------ DOCUMENT EXTRACT ------

Sunday Morning Coffee — August 4, 2024 — Channeling My Inner Vasco da Gama
Horse race handicappers spend hours studying a racing form because past performance is usually a great indicator of what lies ahead for a nag.
Same thing for sports bettors. How a team or player has performed previously makes a big difference on how their money is wagered.
So, if a gambler was to look at some of Andi’s and my past travel adventures, nobody would have been too quick to wager on us completing a six night cruise. Except for one big caveat.
True story number one: On 9/11 I was in Washington DC on business. When word was given to evacuate the city I wound up in Alexandria, Virginia, grabbing a hotel room to wait out the unknown. Television news, among all the chaos, reported that with air travel grounded, and no rental cars on the lot, Amtrak trains were still running. Right away I headed to the Alexandria station. Incredibly, there was a train heading south later that afternoon taking me home to Birmingham, Alabama. Despite being told the train was full, I talked my way on. It was a 16-hour trip, but I didn’t care. I figured the best thing to do was keep moving. It turned out to be a wonderful decision.

------

REQUEST 1:
According to the Sunday Morning Coffee column, how long was the train trip home to Birmingham, Alabama?
The rows that follow have no connection to the Sunday Morning Coffee column.

------ MATERIAL SHOWN ------

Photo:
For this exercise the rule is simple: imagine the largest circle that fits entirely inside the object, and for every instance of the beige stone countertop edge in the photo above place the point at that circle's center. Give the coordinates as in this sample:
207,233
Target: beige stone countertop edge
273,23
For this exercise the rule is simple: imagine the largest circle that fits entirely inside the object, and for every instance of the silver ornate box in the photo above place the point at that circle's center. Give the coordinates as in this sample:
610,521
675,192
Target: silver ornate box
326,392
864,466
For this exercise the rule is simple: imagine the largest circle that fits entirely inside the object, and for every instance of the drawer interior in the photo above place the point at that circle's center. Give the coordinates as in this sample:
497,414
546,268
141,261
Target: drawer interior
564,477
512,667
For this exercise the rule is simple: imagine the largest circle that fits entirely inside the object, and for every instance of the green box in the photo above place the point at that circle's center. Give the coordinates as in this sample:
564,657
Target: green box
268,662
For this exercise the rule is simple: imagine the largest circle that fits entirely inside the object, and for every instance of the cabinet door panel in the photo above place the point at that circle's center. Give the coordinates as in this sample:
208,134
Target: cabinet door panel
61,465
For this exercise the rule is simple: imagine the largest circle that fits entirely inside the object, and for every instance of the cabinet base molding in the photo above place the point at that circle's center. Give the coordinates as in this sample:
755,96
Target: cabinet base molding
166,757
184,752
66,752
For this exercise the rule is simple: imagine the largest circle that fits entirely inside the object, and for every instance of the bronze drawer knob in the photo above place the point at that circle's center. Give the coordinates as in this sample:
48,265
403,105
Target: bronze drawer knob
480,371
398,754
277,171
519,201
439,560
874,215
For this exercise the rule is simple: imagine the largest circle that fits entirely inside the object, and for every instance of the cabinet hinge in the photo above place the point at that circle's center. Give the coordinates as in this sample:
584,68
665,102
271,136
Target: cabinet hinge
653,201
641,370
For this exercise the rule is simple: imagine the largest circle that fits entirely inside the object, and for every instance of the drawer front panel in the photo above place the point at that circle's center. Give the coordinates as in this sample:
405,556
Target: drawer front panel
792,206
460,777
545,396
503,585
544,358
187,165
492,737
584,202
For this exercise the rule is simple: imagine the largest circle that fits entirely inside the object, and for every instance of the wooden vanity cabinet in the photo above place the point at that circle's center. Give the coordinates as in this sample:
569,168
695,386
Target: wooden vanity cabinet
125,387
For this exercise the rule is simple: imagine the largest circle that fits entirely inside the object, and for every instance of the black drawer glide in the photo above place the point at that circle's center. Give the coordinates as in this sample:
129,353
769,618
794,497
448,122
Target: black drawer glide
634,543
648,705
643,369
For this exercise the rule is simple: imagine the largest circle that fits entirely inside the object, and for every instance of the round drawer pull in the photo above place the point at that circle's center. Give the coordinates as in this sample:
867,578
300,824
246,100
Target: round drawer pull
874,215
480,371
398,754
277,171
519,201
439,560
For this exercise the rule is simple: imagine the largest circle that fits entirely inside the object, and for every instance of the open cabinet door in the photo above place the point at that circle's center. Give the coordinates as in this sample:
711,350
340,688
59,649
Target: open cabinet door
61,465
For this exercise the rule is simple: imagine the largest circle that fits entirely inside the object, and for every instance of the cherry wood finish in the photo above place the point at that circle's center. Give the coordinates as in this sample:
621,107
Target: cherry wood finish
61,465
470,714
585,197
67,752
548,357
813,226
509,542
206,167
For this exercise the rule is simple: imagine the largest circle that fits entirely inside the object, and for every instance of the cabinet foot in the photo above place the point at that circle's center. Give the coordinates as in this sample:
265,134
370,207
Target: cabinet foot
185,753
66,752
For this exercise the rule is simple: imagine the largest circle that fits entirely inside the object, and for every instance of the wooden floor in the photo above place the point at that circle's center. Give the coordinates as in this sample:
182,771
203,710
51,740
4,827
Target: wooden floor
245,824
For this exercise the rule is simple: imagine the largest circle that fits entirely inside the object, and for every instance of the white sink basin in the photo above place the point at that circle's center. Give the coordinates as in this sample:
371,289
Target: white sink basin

------

REQUEST 2:
Identify every line of the rows that contains the string "cabinet", treating uppercase and lowercase as different.

TASK RESPONSE 1:
It was a 16-hour trip.

TASK RESPONSE 2:
For this exercise the rule is simple: imagine the largest circle that fits entirely inside the object, and for every instance of the cabinet door panel in the photo above place the point at that circle's center. Give the coordinates as in this sample:
Target: cabinet door panel
For this exercise the rule is simple: imagine the largest circle that fits entirely inside the object, and for every instance of the cabinet base molding in the photo above place the point at that circle's center. Give the coordinates as in this sample:
Target: cabinet base molding
For this exercise the rule is simple: imagine the largest circle that fits entirely inside the object, and for every instance of the cabinet hinge in the photo above place the point at that circle's center. Give the coordinates as in this sample:
Target: cabinet hinge
For this exercise the rule is simple: imagine the largest circle that fits entirely inside the object, and for every instance of the wooden vanity cabinet in the photo above place the point at that circle's center. Give the coordinates as in this sample:
Target: wooden vanity cabinet
For this exercise the rule is simple: imagine the largest circle that fits entirely inside the object, and for every instance of the open cabinet door in the photo above place the point at that circle's center. Give the coordinates as in this sample:
Target: open cabinet door
For this exercise the rule is simple: imagine the largest circle that fits entirely inside the object, and for every instance of the cabinet foot in the photo above place the point at that circle's center. Give the coordinates as in this sample:
Target: cabinet foot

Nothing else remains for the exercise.